## EXERCISES
1. In the vasectomy blog post, which things does the doctor do to the tubes?
2. Carry on the vasectomy blog post from its final sentence.

## STUDY TEXT
Friday, November 30, 2007

V-Day

I've finally told Mom about this so I don't have to keep myself from writing about it here anymore.

Today is my V-day. It's the seventh anniversary of my vasectomy.

You may have gathered that I'm childfree. This means that I've made a decision never to have children. I get along with them alright. I was almost a grade school teacher. It's just that too many of my fellow elementary education majors were blithering idiots and spending the rest of my life working with them would have motivated me to inspect the tread of a moving semi long ago.

I'm not going to go into my motivations or debate my evilness unless some commenter really wants to get into it. That's all for another post. No, I'm mentioning it because a guy I used to work with in Kansas City, I'll call him Mr. Lager, is in the hospital right now getting his own vasectomy done.

We both got what's called a "no-scalpel vasectomy". It's kind of a misnomer. There really is a scalpel involved. Instead of opening things up and really rooting around in there the doctors just make a 3mm incision or two and pull the tubes that need cut, poisoned, cauterized, and tied to the incision to get the work done. Then you go home, flop down, and spend the rest of the day with one cold beer in your hand and another down your pants. You'll need some extra support down there for a couple of weeks and walk like John Wayne for a few days. You should go back for three sperm count tests three months apart. After that you don't need to worry about birth control ever again.

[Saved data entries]
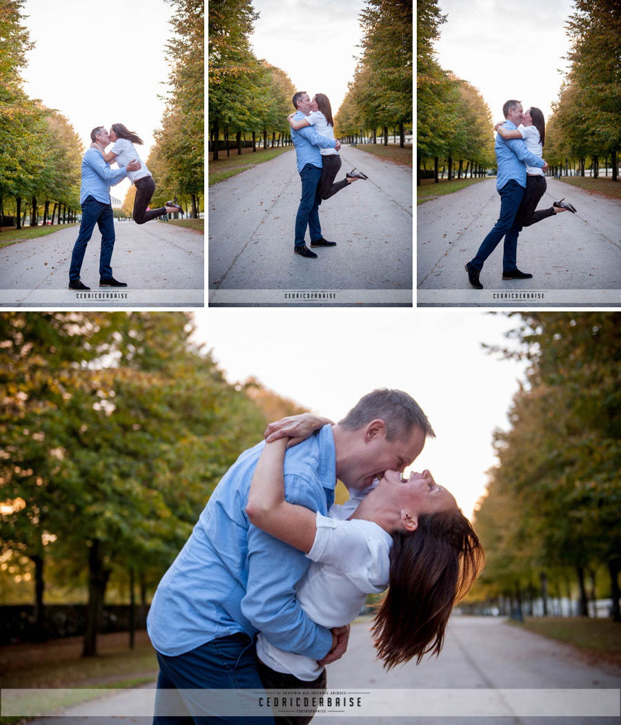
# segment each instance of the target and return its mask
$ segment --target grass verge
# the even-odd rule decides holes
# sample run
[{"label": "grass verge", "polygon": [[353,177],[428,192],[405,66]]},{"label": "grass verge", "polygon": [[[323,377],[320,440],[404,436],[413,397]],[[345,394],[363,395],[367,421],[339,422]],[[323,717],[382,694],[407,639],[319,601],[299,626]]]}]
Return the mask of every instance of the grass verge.
[{"label": "grass verge", "polygon": [[403,149],[394,144],[384,146],[383,144],[359,144],[355,146],[358,151],[372,154],[380,159],[391,161],[402,166],[412,165],[412,144],[406,144]]},{"label": "grass verge", "polygon": [[186,229],[192,229],[193,231],[200,232],[201,234],[205,231],[204,219],[169,219],[164,224],[174,224],[175,226],[182,226]]},{"label": "grass verge", "polygon": [[[128,646],[128,637],[127,632],[100,634],[99,654],[86,658],[81,656],[80,637],[0,647],[2,687],[85,689],[84,692],[59,693],[54,708],[60,709],[96,697],[93,689],[138,687],[152,682],[157,676],[157,659],[146,632],[136,633],[133,650]],[[29,696],[28,704],[35,708],[38,703]],[[49,701],[41,706],[51,708]],[[0,717],[2,725],[22,721],[26,721],[23,717]]]},{"label": "grass verge", "polygon": [[278,149],[262,149],[253,152],[251,149],[242,149],[241,156],[237,153],[237,149],[231,150],[231,155],[229,158],[226,156],[222,157],[222,153],[220,152],[220,158],[217,161],[212,159],[213,154],[209,154],[209,183],[212,186],[219,181],[224,181],[225,179],[230,176],[235,176],[246,169],[252,168],[257,164],[262,164],[265,161],[271,161],[272,159],[284,154],[288,151],[293,151],[292,146],[280,146]]},{"label": "grass verge", "polygon": [[46,224],[45,226],[23,227],[22,229],[16,229],[14,227],[2,227],[0,232],[0,249],[3,246],[9,246],[9,244],[17,244],[17,242],[24,241],[26,239],[35,239],[38,236],[45,236],[46,234],[51,234],[52,232],[59,231],[60,229],[67,229],[71,226],[78,226],[77,224]]},{"label": "grass verge", "polygon": [[428,202],[430,199],[459,191],[461,188],[473,183],[478,183],[480,181],[486,181],[488,178],[488,176],[485,176],[478,179],[451,179],[450,181],[441,181],[439,183],[435,183],[433,179],[421,179],[421,185],[416,187],[416,203],[422,204],[424,202]]},{"label": "grass verge", "polygon": [[516,626],[573,645],[587,655],[621,666],[621,624],[588,617],[525,617]]},{"label": "grass verge", "polygon": [[613,181],[612,176],[604,176],[596,179],[588,176],[562,176],[559,181],[579,186],[585,191],[591,191],[599,196],[607,199],[621,199],[621,181]]}]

## ANSWERS FOR THIS EXERCISE
1. Cut, poisoned, cauterized, and tied

2.
It cost me about $300 from Planned Parenthood. There's all sorts of videos, reading, and counseling you have to go through first. They want to make sure you really want this and to dispel any myths and questions you might have in mind.

For me it got rid of the need for birth control, convinces women that I'm serious about this and will not be changing my mind for her, and keeps some particularly evil (yes evil) woman from trying to "oops" me.

Mr. Lager, have a frosty one on me and another on your privates.